■ EXCERPTED RECORDS:
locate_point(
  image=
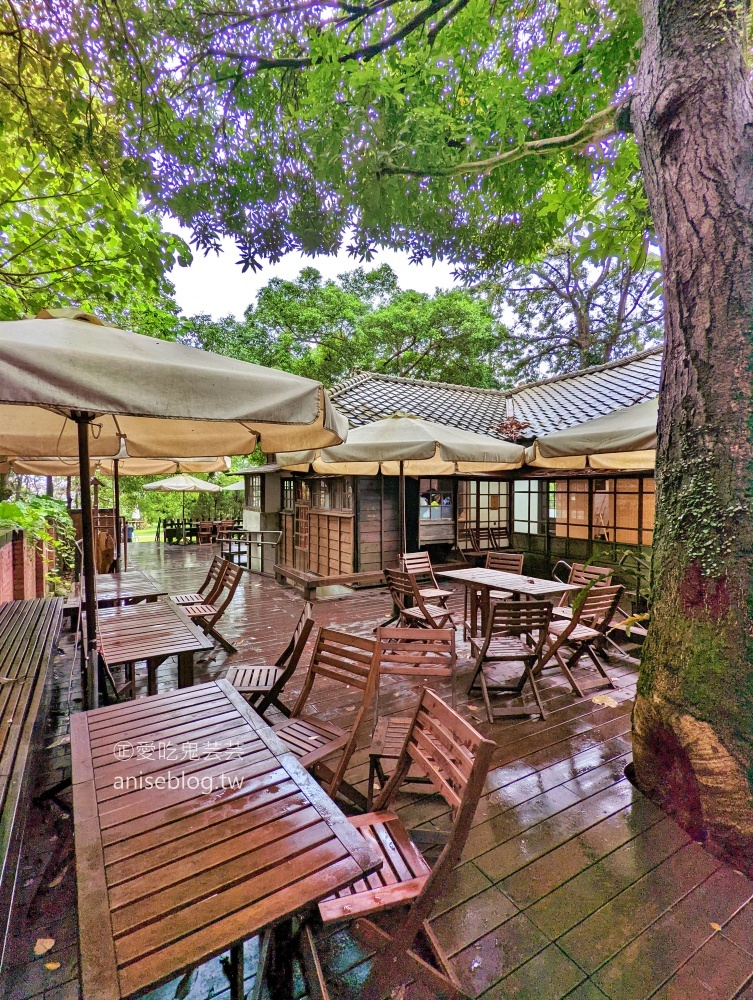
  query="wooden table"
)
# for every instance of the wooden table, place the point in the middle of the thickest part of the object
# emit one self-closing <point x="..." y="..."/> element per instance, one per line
<point x="170" y="877"/>
<point x="127" y="588"/>
<point x="150" y="632"/>
<point x="28" y="641"/>
<point x="482" y="580"/>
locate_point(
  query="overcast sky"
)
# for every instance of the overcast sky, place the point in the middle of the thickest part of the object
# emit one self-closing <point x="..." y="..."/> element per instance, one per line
<point x="215" y="284"/>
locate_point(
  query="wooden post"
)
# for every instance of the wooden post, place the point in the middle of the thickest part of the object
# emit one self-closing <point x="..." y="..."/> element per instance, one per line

■ EXERCISE AIM: Your answer should be the lines of the records that include the word "post".

■ SOLUTION:
  query="wooden post"
# for every instance of the wooden post, place the point in the middle of the thickest part of the object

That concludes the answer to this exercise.